* Begin *
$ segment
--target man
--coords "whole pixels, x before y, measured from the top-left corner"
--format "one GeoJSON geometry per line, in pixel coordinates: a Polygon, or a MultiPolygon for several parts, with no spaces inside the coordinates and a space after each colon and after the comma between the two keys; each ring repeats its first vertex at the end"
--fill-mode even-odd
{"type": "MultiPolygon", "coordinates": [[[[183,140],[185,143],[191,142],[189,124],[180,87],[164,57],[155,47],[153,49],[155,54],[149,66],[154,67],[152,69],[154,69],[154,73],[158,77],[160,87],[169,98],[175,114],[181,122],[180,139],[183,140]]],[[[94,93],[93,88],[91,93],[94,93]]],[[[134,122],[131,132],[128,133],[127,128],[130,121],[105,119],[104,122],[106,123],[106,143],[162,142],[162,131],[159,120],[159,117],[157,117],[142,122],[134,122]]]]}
* End *
Given task =
Please render each line of the records above as a numbered list, leaving out any blank lines.

Response to the exercise =
1. $ segment
2. --target man
3. --coords "whole pixels, x before y, measured from the top-left corner"
4. --format "one GeoJSON geometry per line, in pixel coordinates: a Polygon, or a MultiPolygon for several parts, with no spaces inside the coordinates and a space after each colon and after the comma between the two keys; each ring repeats its first vertex at the end"
5. --fill-mode even-odd
6. {"type": "MultiPolygon", "coordinates": [[[[183,140],[185,143],[191,142],[189,124],[180,87],[164,57],[155,47],[153,49],[155,54],[149,66],[154,67],[152,69],[154,69],[154,73],[158,77],[160,87],[169,98],[175,114],[181,122],[180,139],[183,140]]],[[[94,93],[93,88],[91,93],[94,93]]],[[[134,122],[131,132],[128,133],[127,128],[130,121],[105,119],[104,122],[106,123],[106,143],[162,142],[162,131],[159,120],[159,117],[157,117],[142,122],[134,122]]]]}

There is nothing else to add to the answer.